-- Start --
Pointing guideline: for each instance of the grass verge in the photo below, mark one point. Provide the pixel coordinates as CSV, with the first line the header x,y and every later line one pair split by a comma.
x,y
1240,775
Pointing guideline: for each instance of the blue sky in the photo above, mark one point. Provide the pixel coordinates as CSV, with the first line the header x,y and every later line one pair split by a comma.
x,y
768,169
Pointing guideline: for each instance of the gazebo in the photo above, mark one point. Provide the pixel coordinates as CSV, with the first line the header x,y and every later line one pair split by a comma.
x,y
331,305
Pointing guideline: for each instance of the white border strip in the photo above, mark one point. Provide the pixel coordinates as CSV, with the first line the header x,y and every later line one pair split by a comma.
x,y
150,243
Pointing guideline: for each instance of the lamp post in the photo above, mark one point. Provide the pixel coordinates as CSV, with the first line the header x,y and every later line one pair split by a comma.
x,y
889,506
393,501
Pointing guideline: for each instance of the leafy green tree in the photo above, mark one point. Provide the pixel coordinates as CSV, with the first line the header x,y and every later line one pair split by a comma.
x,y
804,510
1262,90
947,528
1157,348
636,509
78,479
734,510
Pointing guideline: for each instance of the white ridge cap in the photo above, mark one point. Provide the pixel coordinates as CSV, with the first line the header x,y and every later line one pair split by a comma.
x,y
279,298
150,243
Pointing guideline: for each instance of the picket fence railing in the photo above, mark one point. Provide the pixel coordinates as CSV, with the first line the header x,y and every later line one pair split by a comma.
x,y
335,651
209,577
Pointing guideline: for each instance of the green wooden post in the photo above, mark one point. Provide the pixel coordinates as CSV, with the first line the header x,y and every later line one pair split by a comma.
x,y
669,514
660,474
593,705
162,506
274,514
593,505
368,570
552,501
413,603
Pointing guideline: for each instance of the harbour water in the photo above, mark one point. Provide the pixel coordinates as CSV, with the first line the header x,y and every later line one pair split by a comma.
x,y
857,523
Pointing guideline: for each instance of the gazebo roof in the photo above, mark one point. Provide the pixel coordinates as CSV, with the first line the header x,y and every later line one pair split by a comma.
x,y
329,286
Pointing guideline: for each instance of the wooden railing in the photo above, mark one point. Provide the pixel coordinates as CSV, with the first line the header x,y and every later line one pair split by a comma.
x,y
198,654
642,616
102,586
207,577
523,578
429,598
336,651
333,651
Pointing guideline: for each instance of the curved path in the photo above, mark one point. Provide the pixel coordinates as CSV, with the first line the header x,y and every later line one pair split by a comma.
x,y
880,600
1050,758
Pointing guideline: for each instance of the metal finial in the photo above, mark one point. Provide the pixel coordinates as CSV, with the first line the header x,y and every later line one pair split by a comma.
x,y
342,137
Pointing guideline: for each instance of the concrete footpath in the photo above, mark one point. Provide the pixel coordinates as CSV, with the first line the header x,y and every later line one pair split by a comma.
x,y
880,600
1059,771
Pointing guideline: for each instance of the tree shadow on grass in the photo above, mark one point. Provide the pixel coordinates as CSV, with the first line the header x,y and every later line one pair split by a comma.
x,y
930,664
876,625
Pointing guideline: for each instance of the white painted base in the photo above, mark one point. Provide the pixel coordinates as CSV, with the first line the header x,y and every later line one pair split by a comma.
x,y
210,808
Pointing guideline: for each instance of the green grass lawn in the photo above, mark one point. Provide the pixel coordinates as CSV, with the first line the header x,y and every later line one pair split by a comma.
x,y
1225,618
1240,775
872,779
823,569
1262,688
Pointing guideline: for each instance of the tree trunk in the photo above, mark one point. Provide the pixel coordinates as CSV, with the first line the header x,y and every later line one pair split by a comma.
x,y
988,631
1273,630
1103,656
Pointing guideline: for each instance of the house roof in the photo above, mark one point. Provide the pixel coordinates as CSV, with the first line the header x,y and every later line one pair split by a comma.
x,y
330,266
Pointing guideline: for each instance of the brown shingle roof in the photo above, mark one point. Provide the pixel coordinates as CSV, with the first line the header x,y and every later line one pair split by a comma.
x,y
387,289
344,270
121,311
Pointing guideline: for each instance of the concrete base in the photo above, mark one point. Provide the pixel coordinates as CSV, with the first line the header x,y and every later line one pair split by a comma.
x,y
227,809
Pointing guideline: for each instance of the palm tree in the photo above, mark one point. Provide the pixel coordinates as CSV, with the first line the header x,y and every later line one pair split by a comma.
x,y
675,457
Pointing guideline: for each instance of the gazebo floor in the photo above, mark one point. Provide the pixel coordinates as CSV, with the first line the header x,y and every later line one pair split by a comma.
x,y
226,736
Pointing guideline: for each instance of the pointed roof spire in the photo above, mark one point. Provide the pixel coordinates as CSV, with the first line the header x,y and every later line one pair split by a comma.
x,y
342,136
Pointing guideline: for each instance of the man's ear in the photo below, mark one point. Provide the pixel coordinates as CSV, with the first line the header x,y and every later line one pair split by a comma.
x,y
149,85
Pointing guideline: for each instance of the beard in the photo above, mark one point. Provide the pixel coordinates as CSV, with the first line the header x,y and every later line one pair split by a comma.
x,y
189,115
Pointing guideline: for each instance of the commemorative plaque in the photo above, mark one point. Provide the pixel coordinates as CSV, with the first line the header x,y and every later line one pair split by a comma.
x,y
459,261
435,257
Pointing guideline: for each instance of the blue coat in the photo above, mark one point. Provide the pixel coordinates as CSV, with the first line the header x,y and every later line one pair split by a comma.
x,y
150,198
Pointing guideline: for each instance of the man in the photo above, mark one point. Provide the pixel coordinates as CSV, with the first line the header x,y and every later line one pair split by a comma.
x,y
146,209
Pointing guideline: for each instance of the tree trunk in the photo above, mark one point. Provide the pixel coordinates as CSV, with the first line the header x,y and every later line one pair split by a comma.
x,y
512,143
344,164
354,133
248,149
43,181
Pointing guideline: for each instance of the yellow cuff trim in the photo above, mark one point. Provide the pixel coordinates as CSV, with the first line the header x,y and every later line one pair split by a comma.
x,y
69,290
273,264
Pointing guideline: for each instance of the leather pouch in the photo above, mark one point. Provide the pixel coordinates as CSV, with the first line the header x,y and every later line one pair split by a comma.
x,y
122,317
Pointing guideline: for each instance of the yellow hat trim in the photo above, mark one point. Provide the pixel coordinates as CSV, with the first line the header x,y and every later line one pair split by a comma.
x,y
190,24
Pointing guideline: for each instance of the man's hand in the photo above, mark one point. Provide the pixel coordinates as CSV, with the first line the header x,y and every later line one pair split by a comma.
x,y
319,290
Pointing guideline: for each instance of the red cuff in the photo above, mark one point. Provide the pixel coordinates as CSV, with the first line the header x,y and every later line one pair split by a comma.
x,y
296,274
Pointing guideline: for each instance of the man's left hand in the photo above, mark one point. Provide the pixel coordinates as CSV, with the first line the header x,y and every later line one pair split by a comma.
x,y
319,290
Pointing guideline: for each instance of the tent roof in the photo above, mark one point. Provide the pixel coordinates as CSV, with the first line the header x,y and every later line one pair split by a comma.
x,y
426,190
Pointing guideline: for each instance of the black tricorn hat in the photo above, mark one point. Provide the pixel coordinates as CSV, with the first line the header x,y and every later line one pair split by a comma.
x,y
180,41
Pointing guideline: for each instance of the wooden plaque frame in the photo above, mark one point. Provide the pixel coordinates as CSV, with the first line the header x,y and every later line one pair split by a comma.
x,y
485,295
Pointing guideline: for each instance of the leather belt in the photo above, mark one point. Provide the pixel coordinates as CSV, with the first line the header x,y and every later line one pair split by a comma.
-- End --
Task brief: Using the data above, return each line exactly as written.

Written response:
Pointing guideline: for each instance of the grass verge in the photo below, mark one point. Provide the pixel coordinates as CSV, with the first line the header x,y and every later line one pair split by a comma.
x,y
1240,775
Pointing guideline: for each instance of the blue sky in the photo above, mark one point. Provide the pixel coordinates as CSV, with the first line the header x,y and every later line one pair split by a comma.
x,y
768,169
Pointing guideline: for each instance of the gazebo in the photo above, mark one point. Provide the pixel coordinates as CSV, with the first line the header x,y and every later line one pair split by a comma.
x,y
331,305
Pointing guideline: for each instance of the white border strip in the photo above, mark one point. Provide the pixel coordinates as CSV, with the first line the header x,y and every later line one pair split by a comma.
x,y
150,243
Pointing guideline: for each instance of the lamp post in the photo above, mark one point. Provide the pixel coordinates as CSV, with the first line the header x,y and every later line one pair split by a comma.
x,y
889,506
393,501
Pointing guideline: for each instance of the leafy green tree in the photo above, mark one point. Provide the pixel coordinates as CSV, with the first line the header x,y and every later line one pair split by a comma.
x,y
804,510
1262,90
947,528
1157,348
636,509
78,479
734,510
Pointing guideline: for each instance of the white ridge cap in the photo above, mark one point. Provide the pixel coordinates as CSV, with the first line the header x,y and every later line one pair split by a comma.
x,y
279,298
150,243
Pointing guideline: for each instance of the picket fence railing in the photo above, mark one point. Provide the pixel coordinates as CSV, with the first line the header x,y and every later line one pair split by a comma.
x,y
335,651
209,577
Pointing guideline: for each instance of the green wooden post in the photo above, mark one point. Provide the pixel coordinates as CSV, with the first line the header x,y and every later line one pair split by a comma.
x,y
669,514
660,474
593,705
162,506
274,514
593,505
368,570
552,501
413,603
Pointing guideline: for each instance of the harbour water in the photo above, mark one point. Provide the pixel coordinates as CSV, with the first line the header x,y and every later line one pair split by a comma.
x,y
857,523
Pointing guideline: for each instance of the gazebo roof in the photo above, mark one point. Provide the pixel coordinates as CSV, with the first line the header x,y and every later line one pair split by a comma.
x,y
329,286
Pointing guideline: for each instance of the wooden railing in the photo above, mark one point. Provide the pixel coordinates as CSV, with the first line the header x,y and every later line one pair split by a comma.
x,y
198,654
642,616
102,586
207,577
523,578
429,598
336,651
333,651
Pointing guideline: for each instance of the curved path in the photo above, mark one point. Provide the pixel coordinates as CSV, with the first line the header x,y and every later line one pair split by a comma.
x,y
880,600
1050,758
Pointing guideline: for each instance of the metal finial in the photo above, mark one point. Provide the pixel coordinates as CSV, with the first line the header x,y and every later line one pair split by a comma.
x,y
342,137
Pointing guideline: for each instance of the concrete footpath in the photo above, mark one point. Provide the pixel coordinates as CSV, with the first line the header x,y and every later line one pair split by a comma.
x,y
880,600
1059,771
Pointing guideline: for each instance of the tree shadow on grass in the photo above, mark one point. Provide the pixel coordinates as CSV, with the first line the header x,y and every later line one pair split by a comma.
x,y
930,664
876,625
Pointing guideline: for each instance of the white painted base in the photo above, mark one point. Provide the pixel coordinates as CSV, with the first line the header x,y and every later line one pair split by a comma.
x,y
210,808
Pointing guideline: for each instance of the green grass lawn in the photo above, mark one point. Provide the pixel coordinates as CSV, with the first line the header x,y and every later line one pair split by a comma.
x,y
1225,618
1240,775
872,779
823,569
1262,688
Pointing guideline: for each instance of the tree trunk in the photo above, mark one point. Provide the pixel coordinates as CSV, with the first line the header x,y and every later line one pair split by a comma.
x,y
988,631
1273,630
1103,656
Pointing guideline: for each instance of the house roof in the photo above, mark one point. Provide the pixel coordinates as CSV, with the first line the header x,y and every later line one pair split by a comma.
x,y
330,266
Pointing guideline: for each instance of the brown shingle roof in the photo above, mark one point. Provide the pixel coordinates as CSV, with the first line the header x,y and every later line one pair split by a comma.
x,y
387,289
344,270
121,311
Pointing guideline: for each instance of the concrete base in the photo above, mark one point. Provide the pixel coordinates as CSV, with the first line the header x,y and every later line one pair split by a comma.
x,y
227,809
Pointing guideline: for each instance of the palm tree in the photo above, mark one point. Provide the pixel coordinates as CSV, with the first line the header x,y and every later line one pair split by a comma.
x,y
675,457
Pointing guideline: for each instance of the gazebo floor in the photo above, mark one point. Provide the pixel coordinates as CSV, with the first line the header x,y and every later line one pair split by a comma.
x,y
226,736
Pointing guideline: for each instance of the pointed roof spire in the photo above, mark one point. Provide the pixel coordinates as CSV, with the first line the header x,y and every later line one pair split by a comma.
x,y
342,136
Pointing guideline: for each instance of the man's ear in the photo below, mark one point. Provide the pixel coordinates as CSV, with the first line the header x,y and every later line one pair split by a comma.
x,y
149,85
Pointing guideline: for each instance of the beard in the photo above, mark one point. Provide the pixel coordinates as CSV, with the first line the header x,y and every later line one pair split by a comma.
x,y
189,115
Pointing guideline: for each instance of the commemorative plaque in the photo above, mark one point. Provide the pixel coordinates as CSV, with the first line the header x,y and every later line one pair split by a comma.
x,y
459,261
435,257
Pointing guideline: for each instance of the blue coat in the photo above, mark one point. Provide the pixel coordinates as CSV, with the first line the header x,y and every later line one pair split by a comma.
x,y
150,198
Pointing guideline: for each instance of the man in the photo above, mark one point. Provide the pixel coordinates as CSV, with the first line the header x,y and every later line one pair split by a comma.
x,y
146,209
Pointing guideline: for each instance of the tree trunk in the photo above, mark one point. Provide the pixel coordinates as CSV, with the first line the header x,y and every later line one pair split by a comma.
x,y
512,143
344,164
354,133
248,149
43,181
Pointing guideline: for each instance of the yellow cuff trim in the photo above, mark one point. Provide the pixel coordinates as CSV, with the first line the header x,y and every later line one pair split by a comma.
x,y
69,290
273,264
Pointing guideline: for each instance of the leather pouch in the photo above, mark one point. Provide the pixel coordinates as CSV, with the first line the header x,y and every later line one pair split by a comma.
x,y
122,317
Pointing guideline: for each instance of the yellow hat trim in the photo above, mark one point. Provide the pixel coordinates as CSV, with the first line the header x,y and every later line one pair split by a comma.
x,y
190,24
Pointing guideline: for each instance of the man's hand in the photo above, mark one point. Provide the pixel coordinates as CSV, with the first line the header x,y and every later line one pair split by a comma.
x,y
319,290
Pointing guideline: for each instance of the red cuff in the photo above, mark one point. Provide the pixel coordinates as CSV, with the first line the header x,y and every later line one pair split by a comma.
x,y
296,274
Pointing guideline: for each instance of the man's left hand in the photo above, mark one point. Provide the pixel coordinates as CSV, with the first line the header x,y and every later line one pair split by a comma.
x,y
319,290
Pointing guideline: for each instance of the tent roof in the photo above, mark one point. Provide the pixel coordinates as CSV, with the first line the header x,y and every later line one pair split by a comma.
x,y
426,190
Pointing guideline: for each instance of the black tricorn hat in the photo above, mark one point. Provide the pixel coordinates as CSV, with the first line the header x,y and every later line one pair split by a comma.
x,y
180,41
Pointing guideline: for each instance of the wooden plaque frame in the photo above, mark one point. Provide the pixel coordinates as CSV, with the first line the header x,y and every later line one pair split by a comma.
x,y
485,295
Pointing guideline: for each instance of the leather belt in the photo above, mark one point. Provide the pixel coordinates as CSV, with the first line the header x,y and every later line one pair split by a comma.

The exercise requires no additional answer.